Stocks and index ETFs continued their tumble on Friday due to rising bond yields, as inverse ETFs continue to climb.
With key stocks like Apple, Amazon, and Netflix dropping more than 1% apiece, the S&P 500 lost another 0.7% after attempting to stage a rally at the start of the session. The Nasdaq Composite dropped another 2.1% in the volatile session, bringing its total losses for the year to 3%. The Dow Jones Industrial Average also slipped another 0.4% after adding over 300 points earlier in the session.
Much of the drop this month has been attributed to rising bond yields, which make borrowing rates higher for companies in the technology and housing sectors, among others. Higher rates limit the present value of future cash flows, making long-duration assets less attractive.
The Nasdaq Composite has been the hardest hit of the three major benchmarks, plummeting almost 6% this week, and headed for its worst weekly decline since March 2020, when the effect of the pandemic first took hold. The Nasdaq also reached correction territory, a 10% drop from a recent high, on an intra-day basis.
“Right now, even after a 6% decline [on the Nasdaq], we’ve still got a ton of denial,” CNBC’s Jim Cramer said on “Mad Money.” “People don’t want to believe the sell-off is real. The market’s been so good for so long, and many newer investors have never seen this kind of pummeling, so the downdraft does seem pretty surreal.”

§ Assignment 1
Translate the sentence "Higher rates limit the present value of future cash flows, making long-duration assets less attractive." from the market report into Spanish.
§ Assignment 2
Rewrite the market report starting with "Much of the" and going on through "an intra-day basis.", putting "Nasdaq index" in place of "Nasdaq Composite".
§ Assignment 3
Extend the market report with a few more sentences that pick up after its final line.

Items from a data source
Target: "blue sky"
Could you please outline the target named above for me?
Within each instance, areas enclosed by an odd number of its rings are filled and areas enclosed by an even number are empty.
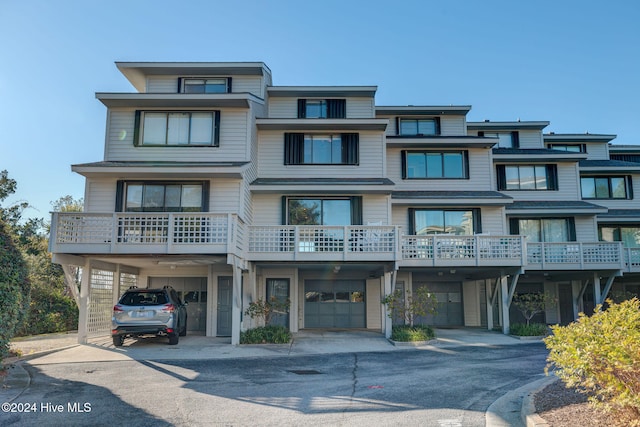
[[[263,61],[275,85],[377,85],[378,105],[472,105],[473,120],[640,144],[640,2],[0,0],[4,204],[83,196],[103,159],[115,61]]]

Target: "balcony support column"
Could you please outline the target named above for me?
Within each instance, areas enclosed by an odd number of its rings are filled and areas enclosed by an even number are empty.
[[[80,281],[80,307],[78,309],[78,344],[86,344],[89,329],[89,292],[91,281],[91,261],[86,259],[82,266]]]

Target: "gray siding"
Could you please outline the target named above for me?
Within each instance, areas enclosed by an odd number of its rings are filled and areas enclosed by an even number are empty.
[[[249,158],[247,144],[247,110],[225,109],[220,113],[219,147],[135,147],[133,145],[135,111],[113,109],[107,124],[108,161],[246,161]]]

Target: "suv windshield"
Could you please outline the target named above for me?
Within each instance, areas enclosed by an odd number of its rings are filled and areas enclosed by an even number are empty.
[[[127,292],[122,296],[120,305],[161,305],[167,302],[164,292]]]

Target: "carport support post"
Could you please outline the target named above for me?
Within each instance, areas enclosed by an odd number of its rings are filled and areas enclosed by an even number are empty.
[[[82,267],[80,281],[80,307],[78,310],[78,344],[86,344],[89,329],[89,283],[91,280],[91,262],[87,259]]]
[[[509,281],[505,275],[500,277],[500,297],[502,300],[502,333],[509,335],[509,305],[511,305],[511,298],[509,298]]]
[[[233,297],[231,307],[231,344],[240,344],[240,322],[242,321],[242,269],[237,261],[233,265]]]
[[[395,276],[395,275],[394,275]],[[393,292],[392,289],[392,275],[391,272],[384,273],[384,296],[390,295]],[[389,339],[391,338],[391,332],[393,327],[393,320],[389,317],[389,306],[387,304],[384,305],[384,336]]]

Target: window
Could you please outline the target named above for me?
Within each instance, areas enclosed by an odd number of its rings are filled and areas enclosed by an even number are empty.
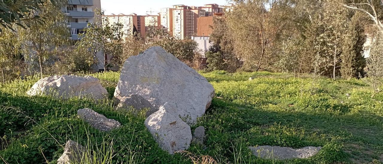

§ Exercise response 1
Las tasas más altas limitan el valor presente de los flujos de efectivo futuros, lo que hace que los activos de larga duración sean menos atractivos.

§ Exercise response 2
Much of the drop this month has been attributed to rising bond yields, which make borrowing rates higher for companies in the technology and housing sectors, among others. Higher rates limit the present value of future cash flows, making long-duration assets less attractive.
The Nasdaq index has been the hardest hit of the three major benchmarks, plummeting almost 6% this week, and headed for its worst weekly decline since March 2020, when the effect of the pandemic first took hold. The Nasdaq also reached correction territory, a 10% drop from a recent high, on an intra-day basis.

§ Exercise response 3
Inverse ETFs Welcome the Drop
While the fall has been brutal for stockholders, inverse ETF traders have been celebrating their gains, with funds like the ProShares UltraPro Short Dow 30 (SDOW) and the Direxion Daily S&P 500 Bear 1X (SPDN) outperforming in this type of environment.
Though there is optimism over a return to economic normalcy, the U.S. 10-year Treasury yield rallied above 1.6% again to hit a 2021 high after data revealed a spike in jobs growth, catalyzing fears that growth-oriented tech companies could suffer from higher borrowing costs.
While the rising yields are challenging for the Federal Reserve, some analysts see it as a buying opportunity for stock and index ETF investors.
“Equity investors, in our conversations, are really grappling with two things they may not have had to deal with for the last 10 years,” said Tom Lee, Fundstrat’s co-founder head of research. “One is the potential for inflation to actually have to be priced into equities. I think there’s a lot of confusion.”
“Then it’s a bond market that seems to be testing the Fed, which kind of scares people,” added Lee, who believes the sell-off this week represents a buying opportunity.